§ Input for this task:
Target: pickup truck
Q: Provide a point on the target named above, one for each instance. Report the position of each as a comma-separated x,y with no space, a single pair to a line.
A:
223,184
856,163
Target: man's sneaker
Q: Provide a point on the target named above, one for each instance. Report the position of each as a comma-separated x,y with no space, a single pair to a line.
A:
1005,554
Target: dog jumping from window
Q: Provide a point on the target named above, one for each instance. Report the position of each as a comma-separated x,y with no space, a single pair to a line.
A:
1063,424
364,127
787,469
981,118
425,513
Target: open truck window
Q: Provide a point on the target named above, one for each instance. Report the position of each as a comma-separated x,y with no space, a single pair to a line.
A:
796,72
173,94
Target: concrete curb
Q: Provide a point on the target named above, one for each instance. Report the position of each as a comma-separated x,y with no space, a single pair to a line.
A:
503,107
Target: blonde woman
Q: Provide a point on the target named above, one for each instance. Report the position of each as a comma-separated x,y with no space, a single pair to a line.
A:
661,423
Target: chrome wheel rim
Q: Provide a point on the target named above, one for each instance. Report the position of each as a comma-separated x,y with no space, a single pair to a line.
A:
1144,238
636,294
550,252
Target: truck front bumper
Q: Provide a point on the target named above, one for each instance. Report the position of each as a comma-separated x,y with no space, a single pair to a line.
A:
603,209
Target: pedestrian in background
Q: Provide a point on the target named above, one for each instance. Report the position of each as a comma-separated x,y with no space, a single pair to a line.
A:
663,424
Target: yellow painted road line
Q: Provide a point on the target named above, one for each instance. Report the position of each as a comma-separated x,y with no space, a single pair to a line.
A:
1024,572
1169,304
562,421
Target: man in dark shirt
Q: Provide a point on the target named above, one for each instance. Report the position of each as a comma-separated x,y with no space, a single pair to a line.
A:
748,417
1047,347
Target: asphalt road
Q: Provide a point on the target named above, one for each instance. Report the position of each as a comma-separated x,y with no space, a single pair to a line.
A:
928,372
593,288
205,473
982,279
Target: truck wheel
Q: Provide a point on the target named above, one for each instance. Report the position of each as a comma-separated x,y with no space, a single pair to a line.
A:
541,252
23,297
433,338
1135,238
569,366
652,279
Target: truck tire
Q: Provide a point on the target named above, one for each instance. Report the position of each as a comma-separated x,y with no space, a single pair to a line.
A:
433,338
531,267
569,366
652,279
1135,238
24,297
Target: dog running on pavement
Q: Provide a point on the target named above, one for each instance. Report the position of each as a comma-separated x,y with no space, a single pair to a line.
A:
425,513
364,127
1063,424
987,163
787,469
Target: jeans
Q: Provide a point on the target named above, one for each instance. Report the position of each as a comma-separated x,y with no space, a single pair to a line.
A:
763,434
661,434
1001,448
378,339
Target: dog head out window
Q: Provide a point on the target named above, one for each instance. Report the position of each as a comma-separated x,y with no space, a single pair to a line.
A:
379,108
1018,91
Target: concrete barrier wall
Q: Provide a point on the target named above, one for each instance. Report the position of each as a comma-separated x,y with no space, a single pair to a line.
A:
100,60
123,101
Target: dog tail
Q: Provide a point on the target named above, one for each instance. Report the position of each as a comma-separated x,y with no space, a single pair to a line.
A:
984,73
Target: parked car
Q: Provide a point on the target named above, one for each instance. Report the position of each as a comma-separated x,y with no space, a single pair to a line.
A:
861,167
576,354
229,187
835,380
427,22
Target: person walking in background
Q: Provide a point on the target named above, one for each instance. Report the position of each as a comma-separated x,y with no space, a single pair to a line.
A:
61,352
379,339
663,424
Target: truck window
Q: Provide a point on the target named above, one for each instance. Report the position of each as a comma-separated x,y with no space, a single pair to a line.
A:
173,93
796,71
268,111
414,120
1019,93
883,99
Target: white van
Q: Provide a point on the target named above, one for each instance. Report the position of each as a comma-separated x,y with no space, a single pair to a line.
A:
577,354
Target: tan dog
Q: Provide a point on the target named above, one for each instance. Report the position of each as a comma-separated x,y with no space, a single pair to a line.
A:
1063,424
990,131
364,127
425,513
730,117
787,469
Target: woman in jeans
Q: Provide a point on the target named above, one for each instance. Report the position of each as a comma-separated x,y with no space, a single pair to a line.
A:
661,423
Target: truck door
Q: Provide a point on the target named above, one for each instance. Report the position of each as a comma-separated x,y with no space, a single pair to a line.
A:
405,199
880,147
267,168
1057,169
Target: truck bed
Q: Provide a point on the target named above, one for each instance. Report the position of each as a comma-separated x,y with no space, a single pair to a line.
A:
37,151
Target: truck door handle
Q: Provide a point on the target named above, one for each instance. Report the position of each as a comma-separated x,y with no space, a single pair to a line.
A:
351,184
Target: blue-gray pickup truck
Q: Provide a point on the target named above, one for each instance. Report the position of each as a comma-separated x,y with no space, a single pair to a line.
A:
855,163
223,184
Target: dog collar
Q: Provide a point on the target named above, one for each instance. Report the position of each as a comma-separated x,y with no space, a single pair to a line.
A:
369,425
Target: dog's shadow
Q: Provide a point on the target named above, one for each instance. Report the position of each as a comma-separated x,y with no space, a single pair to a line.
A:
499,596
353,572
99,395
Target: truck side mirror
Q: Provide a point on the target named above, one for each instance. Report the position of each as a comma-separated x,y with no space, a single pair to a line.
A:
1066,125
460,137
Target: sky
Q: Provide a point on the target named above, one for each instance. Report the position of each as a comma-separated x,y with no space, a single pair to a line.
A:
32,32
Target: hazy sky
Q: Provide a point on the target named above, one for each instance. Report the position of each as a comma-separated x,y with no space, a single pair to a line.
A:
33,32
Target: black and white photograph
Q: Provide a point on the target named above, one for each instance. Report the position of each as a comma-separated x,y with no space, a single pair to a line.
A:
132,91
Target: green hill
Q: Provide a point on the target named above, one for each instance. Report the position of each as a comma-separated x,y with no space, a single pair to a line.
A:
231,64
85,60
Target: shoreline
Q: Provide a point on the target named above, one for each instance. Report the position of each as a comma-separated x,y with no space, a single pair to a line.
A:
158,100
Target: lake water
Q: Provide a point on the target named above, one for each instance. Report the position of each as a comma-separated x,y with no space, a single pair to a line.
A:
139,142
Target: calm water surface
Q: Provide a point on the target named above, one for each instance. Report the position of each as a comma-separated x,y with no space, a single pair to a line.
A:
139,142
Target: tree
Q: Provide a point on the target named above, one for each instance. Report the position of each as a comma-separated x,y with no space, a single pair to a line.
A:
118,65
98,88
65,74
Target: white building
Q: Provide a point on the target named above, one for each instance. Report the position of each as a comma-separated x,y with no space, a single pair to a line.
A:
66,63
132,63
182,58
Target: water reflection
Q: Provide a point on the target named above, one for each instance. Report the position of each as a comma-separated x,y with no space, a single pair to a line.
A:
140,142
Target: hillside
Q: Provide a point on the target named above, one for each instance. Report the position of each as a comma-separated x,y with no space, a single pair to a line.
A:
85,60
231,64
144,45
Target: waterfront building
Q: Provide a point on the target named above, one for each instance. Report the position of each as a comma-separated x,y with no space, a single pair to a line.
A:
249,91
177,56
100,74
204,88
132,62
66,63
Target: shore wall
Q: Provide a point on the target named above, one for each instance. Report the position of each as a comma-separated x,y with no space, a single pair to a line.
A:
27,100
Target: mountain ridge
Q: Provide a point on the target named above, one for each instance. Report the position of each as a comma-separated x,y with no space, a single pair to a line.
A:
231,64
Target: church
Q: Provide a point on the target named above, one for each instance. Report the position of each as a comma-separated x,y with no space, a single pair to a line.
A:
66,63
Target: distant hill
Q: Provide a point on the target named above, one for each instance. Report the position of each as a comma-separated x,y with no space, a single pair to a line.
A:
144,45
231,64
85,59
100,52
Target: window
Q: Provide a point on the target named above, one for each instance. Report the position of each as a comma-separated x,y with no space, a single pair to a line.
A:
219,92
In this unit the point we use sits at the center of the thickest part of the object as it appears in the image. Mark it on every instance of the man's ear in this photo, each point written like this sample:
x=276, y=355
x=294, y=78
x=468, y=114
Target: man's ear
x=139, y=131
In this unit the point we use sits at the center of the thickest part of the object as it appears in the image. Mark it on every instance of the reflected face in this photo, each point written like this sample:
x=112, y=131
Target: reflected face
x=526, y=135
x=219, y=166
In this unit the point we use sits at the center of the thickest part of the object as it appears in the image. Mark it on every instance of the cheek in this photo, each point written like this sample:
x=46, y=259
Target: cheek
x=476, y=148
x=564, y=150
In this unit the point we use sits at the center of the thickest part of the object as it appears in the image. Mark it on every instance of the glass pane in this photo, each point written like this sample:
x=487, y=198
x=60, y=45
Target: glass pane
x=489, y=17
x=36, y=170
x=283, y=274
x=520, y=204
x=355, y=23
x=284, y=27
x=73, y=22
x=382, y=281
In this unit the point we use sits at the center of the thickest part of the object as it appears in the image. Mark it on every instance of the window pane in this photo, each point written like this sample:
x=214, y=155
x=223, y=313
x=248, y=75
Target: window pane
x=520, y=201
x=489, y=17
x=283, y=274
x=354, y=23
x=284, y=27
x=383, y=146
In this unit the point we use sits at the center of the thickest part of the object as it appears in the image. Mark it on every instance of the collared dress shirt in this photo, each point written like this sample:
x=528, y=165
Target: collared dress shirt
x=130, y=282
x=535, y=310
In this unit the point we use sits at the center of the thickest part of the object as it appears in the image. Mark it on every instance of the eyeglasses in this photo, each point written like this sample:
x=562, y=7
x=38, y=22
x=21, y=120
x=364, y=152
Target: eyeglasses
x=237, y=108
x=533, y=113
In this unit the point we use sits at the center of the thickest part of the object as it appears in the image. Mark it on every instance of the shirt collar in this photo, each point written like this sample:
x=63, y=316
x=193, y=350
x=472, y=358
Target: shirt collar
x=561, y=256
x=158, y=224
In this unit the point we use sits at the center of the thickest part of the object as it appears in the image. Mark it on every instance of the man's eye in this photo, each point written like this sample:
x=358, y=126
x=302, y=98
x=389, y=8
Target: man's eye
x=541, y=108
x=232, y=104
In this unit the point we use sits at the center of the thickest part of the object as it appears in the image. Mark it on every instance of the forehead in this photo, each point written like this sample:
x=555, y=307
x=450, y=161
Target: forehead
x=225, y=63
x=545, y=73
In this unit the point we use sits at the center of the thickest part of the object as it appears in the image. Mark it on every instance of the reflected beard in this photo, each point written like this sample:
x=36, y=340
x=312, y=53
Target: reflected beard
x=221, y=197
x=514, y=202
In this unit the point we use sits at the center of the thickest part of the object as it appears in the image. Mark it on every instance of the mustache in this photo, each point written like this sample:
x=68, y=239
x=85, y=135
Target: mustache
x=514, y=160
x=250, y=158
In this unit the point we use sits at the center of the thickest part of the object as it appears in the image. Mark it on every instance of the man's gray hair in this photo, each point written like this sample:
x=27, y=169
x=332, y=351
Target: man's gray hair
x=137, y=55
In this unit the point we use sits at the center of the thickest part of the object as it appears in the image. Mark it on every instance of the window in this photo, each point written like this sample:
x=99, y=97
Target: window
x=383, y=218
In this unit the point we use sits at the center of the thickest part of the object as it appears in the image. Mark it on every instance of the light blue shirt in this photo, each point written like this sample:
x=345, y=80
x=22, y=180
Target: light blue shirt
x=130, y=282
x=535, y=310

§ Your task:
From the data, collect all lines where the string "wall" appears.

§ Solution to this problem:
Target: concrete barrier wall
Target: shore wall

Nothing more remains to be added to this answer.